- [Given exercise 1]
Pick out every line in the records below that contains the string "blouse", and copy each one.

# Hello from Wiltshire!



## iestynl (Nov 8, 2013)

In all honesty I'm on here trying to sell my Quickmill Andreja Premium machine. I've used this forum for info quite a lot over the years but never felt the need to contribute (mainly because I'm not much of an expert). Didn't realise when I joined and posted in the classifieds that there were restrictions based on post count. Am now in the slightly weird position of having posted an ad, had a reply, and unable to respond!


----------



## Mrboots2u (May 10, 2013)

Perhaps reading the sales thread guidelines might have helped ..... Plus building up a bit of rapport with the people your trying to sell to ....


----------



## Neill (Jun 26, 2013)

Hey there. Tell us a bit about your current set up. Welcome to the forum.


----------



## Daren (Jan 16, 2012)

You might have been better off introducing yourself with a bit of background before advertising your stuff. It's a coffee forum - not a market place. It doesn't take long to build your post count up with a few pleasantries.

Welcome! Tell us about yourself.... What machine have you got and why have you only been a lurker??


----------



## coffeechap (Apr 5, 2012)

iestynl said:


> In all honesty I'm on here trying to sell my Quickmill Andreja Premium machine. I've used this forum for info quite a lot over the years but never felt the need to contribute (mainly because I'm not much of an expert). Didn't realise when I joined and posted in the classifieds that there were restrictions based on post count. Am now in the slightly weird position of having posted an ad, had a reply, and unable to respond!


Restrictions are there for a reason, people buy from trusted members on here, not just people who jump on here to save eBay fees, if you have had a response to selling your machine ( which I cannot see anywhere ) that breaches the other selling rules, perhaps you should have introduced yourself and done a little more contributing first.


----------

- [Given exercise 2]
In the forum thread, what machine was iestynl trying to sell?

- [Entries provided]
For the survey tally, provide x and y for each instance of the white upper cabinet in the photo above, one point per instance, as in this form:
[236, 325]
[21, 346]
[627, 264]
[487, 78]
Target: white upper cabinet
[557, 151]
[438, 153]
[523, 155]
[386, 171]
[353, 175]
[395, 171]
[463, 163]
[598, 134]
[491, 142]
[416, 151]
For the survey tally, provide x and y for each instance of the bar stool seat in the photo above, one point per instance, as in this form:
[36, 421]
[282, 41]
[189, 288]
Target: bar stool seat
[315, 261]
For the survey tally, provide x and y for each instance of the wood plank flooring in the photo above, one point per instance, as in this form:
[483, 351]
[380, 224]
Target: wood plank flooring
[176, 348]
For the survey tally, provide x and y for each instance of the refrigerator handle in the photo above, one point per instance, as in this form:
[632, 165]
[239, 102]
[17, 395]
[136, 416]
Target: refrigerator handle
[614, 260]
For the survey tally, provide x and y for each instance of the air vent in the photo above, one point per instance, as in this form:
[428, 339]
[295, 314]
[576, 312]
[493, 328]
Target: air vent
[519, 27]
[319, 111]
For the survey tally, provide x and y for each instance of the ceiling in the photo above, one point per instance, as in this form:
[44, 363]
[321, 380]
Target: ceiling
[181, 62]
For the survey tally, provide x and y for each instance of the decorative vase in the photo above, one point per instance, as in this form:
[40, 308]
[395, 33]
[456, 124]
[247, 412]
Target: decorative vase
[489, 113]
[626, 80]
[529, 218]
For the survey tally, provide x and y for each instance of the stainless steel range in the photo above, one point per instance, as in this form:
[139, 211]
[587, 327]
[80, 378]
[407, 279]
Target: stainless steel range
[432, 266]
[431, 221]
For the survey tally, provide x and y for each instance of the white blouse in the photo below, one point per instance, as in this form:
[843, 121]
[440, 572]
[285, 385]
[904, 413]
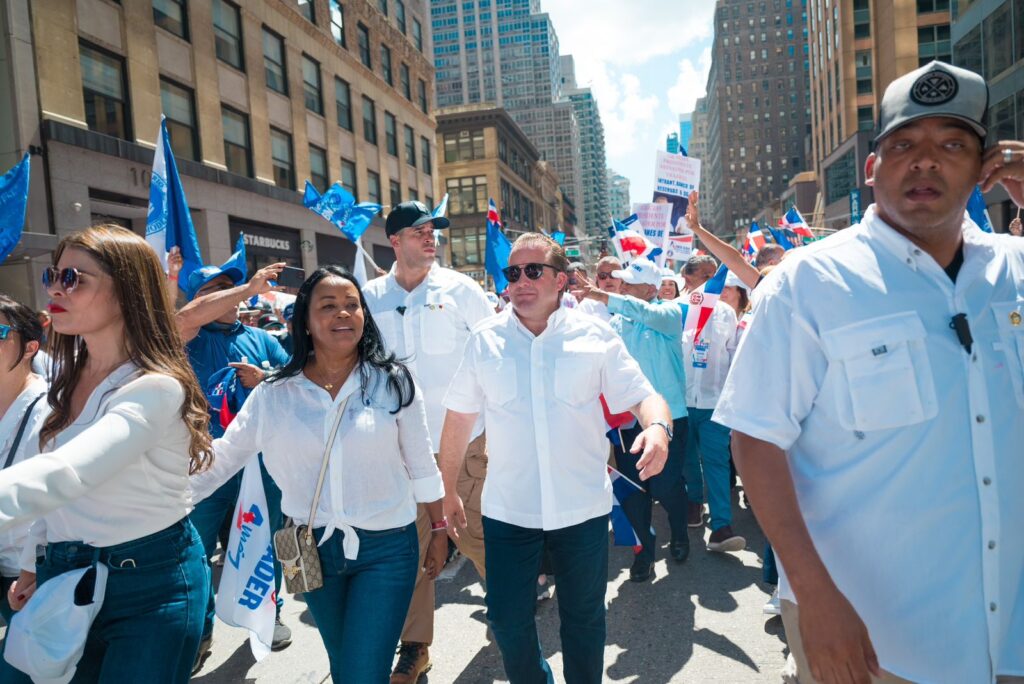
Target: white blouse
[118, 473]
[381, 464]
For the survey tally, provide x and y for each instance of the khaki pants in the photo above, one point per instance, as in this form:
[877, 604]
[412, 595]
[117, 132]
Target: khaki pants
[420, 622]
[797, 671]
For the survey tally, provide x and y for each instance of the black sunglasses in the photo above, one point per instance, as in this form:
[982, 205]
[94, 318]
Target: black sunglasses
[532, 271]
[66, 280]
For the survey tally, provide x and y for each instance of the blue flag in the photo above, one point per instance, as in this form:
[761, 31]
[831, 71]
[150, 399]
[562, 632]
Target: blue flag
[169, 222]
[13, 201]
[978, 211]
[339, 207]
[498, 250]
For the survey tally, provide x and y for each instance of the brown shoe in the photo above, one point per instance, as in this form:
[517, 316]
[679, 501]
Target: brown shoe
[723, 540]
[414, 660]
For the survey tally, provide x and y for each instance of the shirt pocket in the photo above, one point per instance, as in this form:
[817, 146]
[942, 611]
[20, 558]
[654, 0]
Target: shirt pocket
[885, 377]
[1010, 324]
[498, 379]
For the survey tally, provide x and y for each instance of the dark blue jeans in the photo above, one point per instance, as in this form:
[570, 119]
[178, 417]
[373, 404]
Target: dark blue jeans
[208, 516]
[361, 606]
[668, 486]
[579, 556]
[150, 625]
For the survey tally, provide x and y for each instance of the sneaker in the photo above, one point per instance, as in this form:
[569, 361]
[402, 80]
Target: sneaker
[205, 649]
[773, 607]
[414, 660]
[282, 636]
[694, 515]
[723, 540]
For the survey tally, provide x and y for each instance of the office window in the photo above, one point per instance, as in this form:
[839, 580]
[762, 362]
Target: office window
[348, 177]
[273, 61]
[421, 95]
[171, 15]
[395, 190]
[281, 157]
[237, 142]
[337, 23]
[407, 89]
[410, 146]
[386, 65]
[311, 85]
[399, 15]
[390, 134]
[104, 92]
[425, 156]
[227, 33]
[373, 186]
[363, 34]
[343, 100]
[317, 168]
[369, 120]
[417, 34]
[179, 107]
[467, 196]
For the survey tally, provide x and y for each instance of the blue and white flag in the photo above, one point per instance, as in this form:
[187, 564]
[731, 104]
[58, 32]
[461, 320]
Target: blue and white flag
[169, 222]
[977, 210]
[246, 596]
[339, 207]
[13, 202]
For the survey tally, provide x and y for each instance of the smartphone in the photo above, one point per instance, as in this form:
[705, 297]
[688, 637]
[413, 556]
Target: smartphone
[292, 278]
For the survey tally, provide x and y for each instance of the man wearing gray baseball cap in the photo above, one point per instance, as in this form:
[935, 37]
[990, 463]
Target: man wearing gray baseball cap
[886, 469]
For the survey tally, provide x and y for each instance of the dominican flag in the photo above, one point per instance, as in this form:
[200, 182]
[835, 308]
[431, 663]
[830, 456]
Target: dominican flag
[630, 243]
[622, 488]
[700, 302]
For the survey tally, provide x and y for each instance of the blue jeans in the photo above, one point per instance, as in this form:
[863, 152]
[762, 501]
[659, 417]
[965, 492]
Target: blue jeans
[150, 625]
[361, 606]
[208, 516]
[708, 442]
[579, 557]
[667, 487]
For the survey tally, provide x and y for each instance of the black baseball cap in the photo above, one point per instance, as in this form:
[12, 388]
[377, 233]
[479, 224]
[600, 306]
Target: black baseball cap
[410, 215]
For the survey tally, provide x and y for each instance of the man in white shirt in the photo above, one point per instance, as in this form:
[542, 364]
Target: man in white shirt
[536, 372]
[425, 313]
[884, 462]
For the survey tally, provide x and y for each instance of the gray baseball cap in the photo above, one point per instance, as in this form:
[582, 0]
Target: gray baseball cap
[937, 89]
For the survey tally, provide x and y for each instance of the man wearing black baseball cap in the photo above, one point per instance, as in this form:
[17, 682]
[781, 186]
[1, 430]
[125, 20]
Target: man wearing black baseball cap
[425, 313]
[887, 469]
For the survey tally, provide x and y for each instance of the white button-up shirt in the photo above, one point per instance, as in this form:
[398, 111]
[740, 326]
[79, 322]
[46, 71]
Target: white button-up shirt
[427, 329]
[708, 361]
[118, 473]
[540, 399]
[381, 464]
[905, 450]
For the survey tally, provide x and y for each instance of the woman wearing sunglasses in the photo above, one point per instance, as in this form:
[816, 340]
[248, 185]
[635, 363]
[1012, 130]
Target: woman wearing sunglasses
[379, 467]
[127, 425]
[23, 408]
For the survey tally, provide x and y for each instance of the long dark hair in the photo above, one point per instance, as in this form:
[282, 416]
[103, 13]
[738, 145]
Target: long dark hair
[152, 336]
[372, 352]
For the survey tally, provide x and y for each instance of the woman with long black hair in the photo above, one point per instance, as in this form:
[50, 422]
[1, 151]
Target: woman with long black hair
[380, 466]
--
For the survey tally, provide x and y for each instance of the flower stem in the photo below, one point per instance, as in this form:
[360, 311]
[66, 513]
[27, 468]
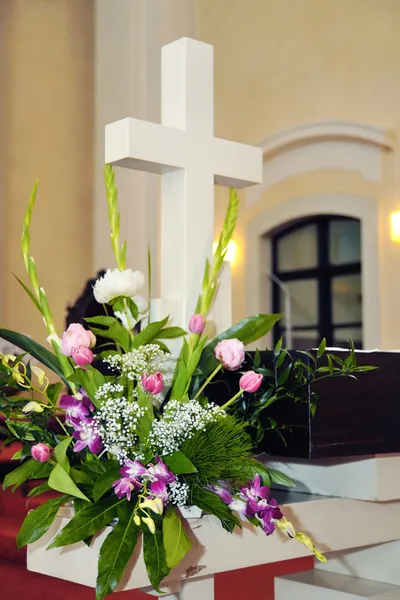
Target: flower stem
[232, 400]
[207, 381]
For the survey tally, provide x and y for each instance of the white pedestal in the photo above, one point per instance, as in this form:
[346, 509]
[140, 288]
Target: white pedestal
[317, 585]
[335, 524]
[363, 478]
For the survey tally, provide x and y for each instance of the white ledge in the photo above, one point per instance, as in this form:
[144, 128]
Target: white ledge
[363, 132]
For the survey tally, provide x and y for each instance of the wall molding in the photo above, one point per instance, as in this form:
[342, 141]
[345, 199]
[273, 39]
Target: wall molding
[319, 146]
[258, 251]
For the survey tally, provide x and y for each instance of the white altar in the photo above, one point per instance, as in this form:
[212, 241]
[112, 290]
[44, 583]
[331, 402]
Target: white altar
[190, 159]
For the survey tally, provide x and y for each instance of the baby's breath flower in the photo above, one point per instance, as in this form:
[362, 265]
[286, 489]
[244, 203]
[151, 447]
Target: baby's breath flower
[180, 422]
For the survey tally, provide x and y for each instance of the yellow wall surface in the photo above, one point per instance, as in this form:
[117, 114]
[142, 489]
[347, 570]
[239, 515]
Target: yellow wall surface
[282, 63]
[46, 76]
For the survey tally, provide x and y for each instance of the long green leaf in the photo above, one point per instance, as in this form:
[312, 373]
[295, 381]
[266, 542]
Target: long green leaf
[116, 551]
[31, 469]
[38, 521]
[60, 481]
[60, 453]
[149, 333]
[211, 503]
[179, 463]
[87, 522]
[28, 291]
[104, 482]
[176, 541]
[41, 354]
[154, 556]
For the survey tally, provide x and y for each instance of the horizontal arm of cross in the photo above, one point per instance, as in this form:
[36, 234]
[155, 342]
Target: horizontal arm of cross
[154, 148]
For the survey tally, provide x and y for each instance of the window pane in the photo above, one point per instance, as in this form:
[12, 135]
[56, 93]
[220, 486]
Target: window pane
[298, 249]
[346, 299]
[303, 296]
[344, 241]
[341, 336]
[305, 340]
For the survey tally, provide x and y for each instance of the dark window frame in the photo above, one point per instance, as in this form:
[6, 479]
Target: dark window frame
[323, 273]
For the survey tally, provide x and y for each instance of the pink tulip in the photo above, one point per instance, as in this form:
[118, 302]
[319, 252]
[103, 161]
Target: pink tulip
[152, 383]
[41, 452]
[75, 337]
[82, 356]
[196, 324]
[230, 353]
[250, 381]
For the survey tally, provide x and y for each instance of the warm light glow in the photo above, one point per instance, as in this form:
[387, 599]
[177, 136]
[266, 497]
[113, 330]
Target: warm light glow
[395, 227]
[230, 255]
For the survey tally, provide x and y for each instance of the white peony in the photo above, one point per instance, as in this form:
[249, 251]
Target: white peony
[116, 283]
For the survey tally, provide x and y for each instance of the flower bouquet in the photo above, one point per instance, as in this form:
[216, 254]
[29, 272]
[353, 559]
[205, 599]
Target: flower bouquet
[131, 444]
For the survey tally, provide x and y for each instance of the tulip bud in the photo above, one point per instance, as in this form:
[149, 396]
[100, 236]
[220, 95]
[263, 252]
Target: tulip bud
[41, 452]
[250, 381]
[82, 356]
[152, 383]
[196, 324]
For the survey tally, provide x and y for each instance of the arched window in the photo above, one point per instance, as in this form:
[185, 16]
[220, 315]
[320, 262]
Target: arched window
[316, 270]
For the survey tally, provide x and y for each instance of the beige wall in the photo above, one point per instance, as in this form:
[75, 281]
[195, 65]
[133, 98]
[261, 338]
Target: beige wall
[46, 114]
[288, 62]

- [Correct response 1]
For the survey tally, provide x and y for each instance of the white blouse in the photo below, one point per instance, as in this form:
Target: white blouse

- [Correct response 2]
A Quickmill Andreja Premium machine.